Your objective: Give again, exactly, every line of the entries below from the one that has "Target: chocolate caramel slice" to the last.

Entries taken from a collection:

* * * * * * *

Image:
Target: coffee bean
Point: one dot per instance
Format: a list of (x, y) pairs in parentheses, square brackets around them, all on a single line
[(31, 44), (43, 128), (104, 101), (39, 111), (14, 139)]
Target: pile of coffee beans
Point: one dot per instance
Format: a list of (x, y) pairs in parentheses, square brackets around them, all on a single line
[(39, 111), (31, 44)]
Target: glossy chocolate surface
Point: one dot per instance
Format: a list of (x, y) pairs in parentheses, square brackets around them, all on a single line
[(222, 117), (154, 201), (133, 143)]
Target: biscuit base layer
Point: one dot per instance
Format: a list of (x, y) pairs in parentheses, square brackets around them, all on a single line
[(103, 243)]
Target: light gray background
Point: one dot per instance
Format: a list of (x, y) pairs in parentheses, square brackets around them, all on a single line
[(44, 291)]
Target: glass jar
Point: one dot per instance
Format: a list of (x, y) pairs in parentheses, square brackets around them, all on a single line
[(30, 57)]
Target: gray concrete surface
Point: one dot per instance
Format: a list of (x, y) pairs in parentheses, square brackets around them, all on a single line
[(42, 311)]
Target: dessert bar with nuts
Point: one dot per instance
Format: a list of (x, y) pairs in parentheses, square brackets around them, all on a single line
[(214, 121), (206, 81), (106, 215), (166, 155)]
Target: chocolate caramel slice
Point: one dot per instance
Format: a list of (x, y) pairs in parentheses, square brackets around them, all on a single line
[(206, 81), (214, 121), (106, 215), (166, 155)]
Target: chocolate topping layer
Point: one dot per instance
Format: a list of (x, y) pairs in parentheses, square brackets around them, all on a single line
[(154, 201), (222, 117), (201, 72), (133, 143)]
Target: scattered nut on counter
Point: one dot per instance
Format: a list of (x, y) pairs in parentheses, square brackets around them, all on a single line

* * * * * * *

Output for this exercise:
Target: chocolate caramel slice
Point: one dot per instance
Format: a list of (x, y) pairs in parentheses, square brackets around them, all on a single line
[(206, 81), (214, 121), (106, 215), (166, 155)]
Target: chocolate topping layer
Point: one dot per instance
Format: a list of (x, y) pairs in parentheses, square brackets around them, all on a single line
[(154, 201), (222, 117), (201, 72), (133, 143)]
Target: scattered nut on counter
Point: one dot per instance
Format: a list of (x, y) pairs in parentheses, square brackets around them, all on a single line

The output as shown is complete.